GIVEN EXERCISE: Locate the line with "Would you please tag the bird's black" in the material. Copy that line and each one after it, through the last, exactly and with nothing else.

= = =

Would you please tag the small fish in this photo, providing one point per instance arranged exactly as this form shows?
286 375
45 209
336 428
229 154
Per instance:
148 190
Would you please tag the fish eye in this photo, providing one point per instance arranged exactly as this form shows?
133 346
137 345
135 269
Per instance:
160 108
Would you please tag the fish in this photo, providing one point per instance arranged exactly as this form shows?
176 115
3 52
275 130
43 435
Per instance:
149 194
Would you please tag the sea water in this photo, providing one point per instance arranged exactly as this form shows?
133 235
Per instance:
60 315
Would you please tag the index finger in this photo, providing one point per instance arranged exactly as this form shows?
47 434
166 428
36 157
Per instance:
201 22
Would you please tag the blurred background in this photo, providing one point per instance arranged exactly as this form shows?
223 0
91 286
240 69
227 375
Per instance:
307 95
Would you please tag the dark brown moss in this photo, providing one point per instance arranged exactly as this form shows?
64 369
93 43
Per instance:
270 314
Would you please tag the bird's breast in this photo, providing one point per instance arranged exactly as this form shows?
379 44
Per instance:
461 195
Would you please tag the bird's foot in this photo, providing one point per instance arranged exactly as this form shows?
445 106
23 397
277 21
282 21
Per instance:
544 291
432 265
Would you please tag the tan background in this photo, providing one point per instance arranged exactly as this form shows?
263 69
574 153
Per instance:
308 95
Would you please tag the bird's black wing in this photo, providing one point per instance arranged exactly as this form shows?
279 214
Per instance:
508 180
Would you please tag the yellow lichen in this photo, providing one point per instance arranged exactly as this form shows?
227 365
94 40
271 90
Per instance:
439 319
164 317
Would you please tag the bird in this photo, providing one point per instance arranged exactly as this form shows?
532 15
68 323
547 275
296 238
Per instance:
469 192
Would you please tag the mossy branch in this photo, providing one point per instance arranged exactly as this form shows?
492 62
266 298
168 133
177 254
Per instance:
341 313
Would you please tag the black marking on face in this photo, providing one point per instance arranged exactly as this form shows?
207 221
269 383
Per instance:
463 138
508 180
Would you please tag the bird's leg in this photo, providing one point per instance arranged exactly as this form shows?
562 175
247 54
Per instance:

= = =

TASK RESPONSE:
Would you please tag the bird's black wing in this photo, providing one point per instance arranged exactly as this form shows?
279 214
Per instance:
508 180
Would you please tag the yellow lichen in this photo, providing one point per instance arranged exactly as this form shows?
227 365
94 40
271 90
Per instance:
439 319
164 317
Would you please tag the bird in this photo, providing one point per instance arranged exactly as this form shows?
532 15
68 323
547 275
296 238
Per instance:
469 192
Would you please tag the mossy branch in this photo, providing one point per instance arranged exactly as this form shows?
492 62
266 298
168 133
177 254
Per instance:
341 313
Would you please tag the black marking on face in this photo, providing one point per instance arranged exactly as this form shows?
207 221
269 383
Per instance:
463 138
508 180
Would you please tag the bird's leg in this photo, providing one point per instance arranged exactly as this form shows?
562 175
247 54
Per instance:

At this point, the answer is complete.